What Child Is This? (a Christmas devotion)

Why lies he in such mean estate
Where ox and ass are feeding?
Good Christian fear, for sinners here
The silent Word is pleading

Nails, spears shall pierce him through
The cross be borne for me, for you
Hail, hail, the Word made flesh
The Babe, the Son of Mary

William Dix’s classic carol What Child Is This? beautifully captures the Gospel.

The first line asks the question about the identity of baby Jesus. Mary and Joseph, of course, knew because God has sent angels to tell them. After Jesus was born, shepherds in nearby fields knew, as God sent a whole choir of angels to tell them. The close of the first stanza captures this story from Luke’s Gospel, answering: “This, this is Christ the King, whom shepherds guard and angels sing.”

But it is, perhaps, the second stanza (quoted above) that gets to the heart of why Jesus came to earth.

Yes, at that moment, the eternal King was a humble child sleeping in a hay loft and surrounded by barn animals, but one day that child would grow. Then, about three decades later, the man that baby became would die for the sins of his people.

When Mary and Joseph presented the 8-day old Jesus at the temple, a man named Simeon approached and told Mary, “Indeed, this child is destined to cause the fall and rise of many in Israel and to be a sign that will be opposed–and a sword will pierce your own soul–that the thoughts of many hearts may be revealed” (Luke 2:33-35, Christian Standard Bible).

▶ [RECORDS]
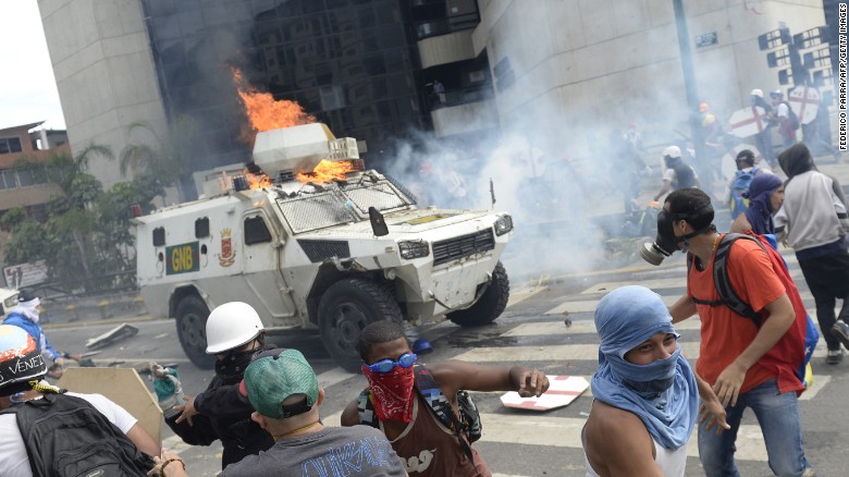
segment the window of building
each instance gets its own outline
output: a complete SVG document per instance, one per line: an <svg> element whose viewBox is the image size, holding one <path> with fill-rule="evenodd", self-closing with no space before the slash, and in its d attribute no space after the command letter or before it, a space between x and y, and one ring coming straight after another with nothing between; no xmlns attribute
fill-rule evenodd
<svg viewBox="0 0 849 477"><path fill-rule="evenodd" d="M0 189L15 187L17 187L17 183L15 182L15 171L11 169L0 171Z"/></svg>
<svg viewBox="0 0 849 477"><path fill-rule="evenodd" d="M17 183L21 187L47 184L47 172L44 168L19 169Z"/></svg>
<svg viewBox="0 0 849 477"><path fill-rule="evenodd" d="M21 146L20 137L0 137L0 154L21 152L24 148Z"/></svg>

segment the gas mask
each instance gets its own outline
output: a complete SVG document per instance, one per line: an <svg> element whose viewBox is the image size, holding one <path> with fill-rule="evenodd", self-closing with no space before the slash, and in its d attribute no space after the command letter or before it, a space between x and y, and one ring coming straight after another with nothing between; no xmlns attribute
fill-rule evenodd
<svg viewBox="0 0 849 477"><path fill-rule="evenodd" d="M678 243L684 242L684 248L681 252L687 253L688 241L696 235L704 233L711 228L709 224L687 235L675 236L673 230L673 223L676 220L690 219L690 213L672 213L666 210L657 212L657 236L654 238L654 243L643 244L640 248L640 257L651 265L661 265L664 258L673 254L678 249Z"/></svg>

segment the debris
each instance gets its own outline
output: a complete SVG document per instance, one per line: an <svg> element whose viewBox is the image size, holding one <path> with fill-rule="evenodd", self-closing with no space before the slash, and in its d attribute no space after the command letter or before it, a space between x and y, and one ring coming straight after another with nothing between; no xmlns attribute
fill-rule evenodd
<svg viewBox="0 0 849 477"><path fill-rule="evenodd" d="M115 341L125 340L138 334L138 328L130 326L127 323L121 323L118 327L107 331L106 333L89 339L86 342L86 347L100 347Z"/></svg>

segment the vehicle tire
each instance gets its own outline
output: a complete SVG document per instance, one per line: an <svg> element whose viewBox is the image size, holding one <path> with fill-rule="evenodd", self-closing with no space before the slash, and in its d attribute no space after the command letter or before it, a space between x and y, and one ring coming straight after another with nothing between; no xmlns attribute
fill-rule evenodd
<svg viewBox="0 0 849 477"><path fill-rule="evenodd" d="M176 308L176 327L180 345L188 359L200 369L216 367L216 356L207 354L207 318L209 308L200 297L183 297Z"/></svg>
<svg viewBox="0 0 849 477"><path fill-rule="evenodd" d="M475 305L466 309L460 309L447 315L448 319L462 327L480 327L495 321L501 316L504 308L507 307L507 299L510 297L510 281L507 278L507 270L499 261L492 271L492 281L490 281L487 291Z"/></svg>
<svg viewBox="0 0 849 477"><path fill-rule="evenodd" d="M359 332L381 320L401 322L401 307L386 286L372 280L341 280L319 302L321 341L333 359L350 372L358 372L362 364L357 351Z"/></svg>

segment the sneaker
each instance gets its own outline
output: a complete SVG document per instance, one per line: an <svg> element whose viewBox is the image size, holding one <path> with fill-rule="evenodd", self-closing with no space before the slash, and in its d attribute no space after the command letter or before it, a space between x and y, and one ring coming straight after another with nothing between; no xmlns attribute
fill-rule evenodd
<svg viewBox="0 0 849 477"><path fill-rule="evenodd" d="M846 321L837 320L832 327L832 334L844 343L844 346L849 348L849 325Z"/></svg>

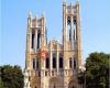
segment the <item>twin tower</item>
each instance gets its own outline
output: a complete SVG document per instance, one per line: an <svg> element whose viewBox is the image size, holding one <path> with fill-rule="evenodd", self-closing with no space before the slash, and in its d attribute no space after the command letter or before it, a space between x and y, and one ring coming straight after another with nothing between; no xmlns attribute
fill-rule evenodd
<svg viewBox="0 0 110 88"><path fill-rule="evenodd" d="M82 88L80 4L63 2L63 42L47 43L46 19L29 14L24 88Z"/></svg>

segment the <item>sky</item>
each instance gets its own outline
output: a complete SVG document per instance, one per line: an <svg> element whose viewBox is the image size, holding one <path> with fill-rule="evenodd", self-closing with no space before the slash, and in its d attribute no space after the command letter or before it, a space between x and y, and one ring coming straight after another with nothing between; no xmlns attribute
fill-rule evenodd
<svg viewBox="0 0 110 88"><path fill-rule="evenodd" d="M67 0L75 4L77 0ZM110 53L110 0L79 0L81 4L82 57ZM28 14L45 13L48 41L62 41L63 0L0 0L0 65L25 66Z"/></svg>

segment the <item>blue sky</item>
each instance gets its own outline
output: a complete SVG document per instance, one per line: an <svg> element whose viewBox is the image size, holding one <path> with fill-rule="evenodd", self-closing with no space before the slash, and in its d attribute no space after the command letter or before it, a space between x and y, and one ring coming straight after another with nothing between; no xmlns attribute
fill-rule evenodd
<svg viewBox="0 0 110 88"><path fill-rule="evenodd" d="M28 13L45 12L48 40L62 41L63 0L0 0L0 65L25 66ZM67 3L76 0L67 0ZM84 58L110 53L110 0L80 0Z"/></svg>

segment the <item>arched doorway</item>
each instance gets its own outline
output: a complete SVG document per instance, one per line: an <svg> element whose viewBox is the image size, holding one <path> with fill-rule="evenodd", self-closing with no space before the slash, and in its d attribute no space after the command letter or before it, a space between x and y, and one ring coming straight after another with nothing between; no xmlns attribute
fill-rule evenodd
<svg viewBox="0 0 110 88"><path fill-rule="evenodd" d="M58 79L56 77L52 77L50 79L50 88L57 88L58 87Z"/></svg>
<svg viewBox="0 0 110 88"><path fill-rule="evenodd" d="M76 85L77 85L77 84L76 84L74 80L72 80L72 81L69 82L69 85L68 85L68 88L77 88Z"/></svg>

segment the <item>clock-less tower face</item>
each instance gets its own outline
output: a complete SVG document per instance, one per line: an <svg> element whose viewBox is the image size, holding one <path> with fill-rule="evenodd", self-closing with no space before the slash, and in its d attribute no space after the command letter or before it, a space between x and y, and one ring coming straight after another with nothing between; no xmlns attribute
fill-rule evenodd
<svg viewBox="0 0 110 88"><path fill-rule="evenodd" d="M28 18L24 88L81 88L80 6L63 3L63 42L47 43L46 19ZM54 32L53 32L54 33Z"/></svg>

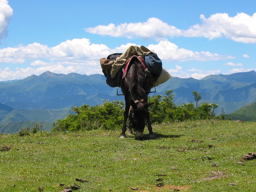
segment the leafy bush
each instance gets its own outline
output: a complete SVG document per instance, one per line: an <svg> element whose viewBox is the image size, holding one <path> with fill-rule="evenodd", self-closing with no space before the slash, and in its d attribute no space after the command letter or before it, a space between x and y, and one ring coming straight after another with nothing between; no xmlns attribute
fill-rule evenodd
<svg viewBox="0 0 256 192"><path fill-rule="evenodd" d="M169 90L164 93L163 97L158 95L149 97L148 102L153 103L149 109L152 124L216 118L215 110L218 108L218 105L204 103L198 106L201 95L196 92L192 93L196 102L195 107L190 103L175 106L173 92L172 90ZM99 128L120 129L123 122L123 106L122 101L107 100L95 107L88 105L80 107L74 107L72 111L76 114L69 114L64 119L58 119L54 123L53 130L72 131Z"/></svg>
<svg viewBox="0 0 256 192"><path fill-rule="evenodd" d="M72 111L76 114L69 115L64 119L54 123L53 130L74 131L101 128L119 129L123 122L123 102L107 100L100 105L90 107L85 105L74 107Z"/></svg>
<svg viewBox="0 0 256 192"><path fill-rule="evenodd" d="M25 136L29 135L31 133L36 133L42 130L42 125L39 125L36 123L32 128L32 130L30 130L30 127L28 125L26 129L21 129L19 131L19 135L21 136Z"/></svg>

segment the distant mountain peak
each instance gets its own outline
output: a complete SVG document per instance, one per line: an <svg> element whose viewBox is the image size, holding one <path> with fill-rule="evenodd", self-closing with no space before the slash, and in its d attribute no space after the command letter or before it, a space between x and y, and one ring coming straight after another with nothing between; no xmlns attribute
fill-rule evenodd
<svg viewBox="0 0 256 192"><path fill-rule="evenodd" d="M62 73L61 74L54 73L49 71L48 71L38 76L41 77L44 77L44 78L51 77L52 78L63 78L66 75L65 74L63 74Z"/></svg>

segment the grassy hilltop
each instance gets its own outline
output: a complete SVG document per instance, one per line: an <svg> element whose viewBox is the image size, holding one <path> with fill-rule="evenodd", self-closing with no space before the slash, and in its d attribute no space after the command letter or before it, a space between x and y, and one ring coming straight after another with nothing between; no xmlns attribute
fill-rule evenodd
<svg viewBox="0 0 256 192"><path fill-rule="evenodd" d="M142 141L100 130L0 134L0 191L254 191L256 159L242 157L256 152L255 127L176 123Z"/></svg>

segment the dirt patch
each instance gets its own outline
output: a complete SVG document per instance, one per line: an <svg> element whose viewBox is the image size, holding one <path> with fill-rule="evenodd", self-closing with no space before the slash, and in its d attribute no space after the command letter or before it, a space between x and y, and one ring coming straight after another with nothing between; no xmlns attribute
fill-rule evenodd
<svg viewBox="0 0 256 192"><path fill-rule="evenodd" d="M156 192L158 191L161 191L163 189L167 189L170 191L185 191L185 190L189 189L190 187L189 185L180 186L177 185L164 185L161 187L157 187L156 186L154 187L152 186L150 187L150 188L151 189L150 191L139 189L138 191L139 192L149 192L149 191Z"/></svg>
<svg viewBox="0 0 256 192"><path fill-rule="evenodd" d="M219 179L221 177L226 176L222 171L213 171L211 174L208 175L206 178L203 178L202 179L204 180L213 180L215 179Z"/></svg>
<svg viewBox="0 0 256 192"><path fill-rule="evenodd" d="M247 155L245 155L242 158L244 160L248 160L256 159L256 153L249 153Z"/></svg>
<svg viewBox="0 0 256 192"><path fill-rule="evenodd" d="M6 145L4 145L2 147L2 149L1 149L1 151L3 151L4 150L10 150L10 148L8 147Z"/></svg>

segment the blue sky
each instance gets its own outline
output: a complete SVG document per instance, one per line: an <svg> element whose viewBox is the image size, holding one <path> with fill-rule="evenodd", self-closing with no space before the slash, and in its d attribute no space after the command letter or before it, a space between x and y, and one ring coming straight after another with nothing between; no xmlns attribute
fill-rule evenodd
<svg viewBox="0 0 256 192"><path fill-rule="evenodd" d="M99 59L153 49L173 76L256 71L256 1L0 0L0 81L102 74Z"/></svg>

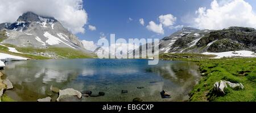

▶ [WORK TO COMPLETE] Retype everything from "When Mary and" down to "Christian Standard Bible)." in the devotion on the carol What Child Is This?.

▶ [OUTPUT OF THE EXERCISE]
When Mary and Joseph presented the 8-day old Jesus at the temple, a man named Simeon approached and told Mary, “Indeed, this child is destined to cause the fall and rise of many in Israel and to be a sign that will be opposed–and a sword will pierce your own soul–that the thoughts of many hearts may be revealed” (Luke 2:33-35, Christian Standard Bible).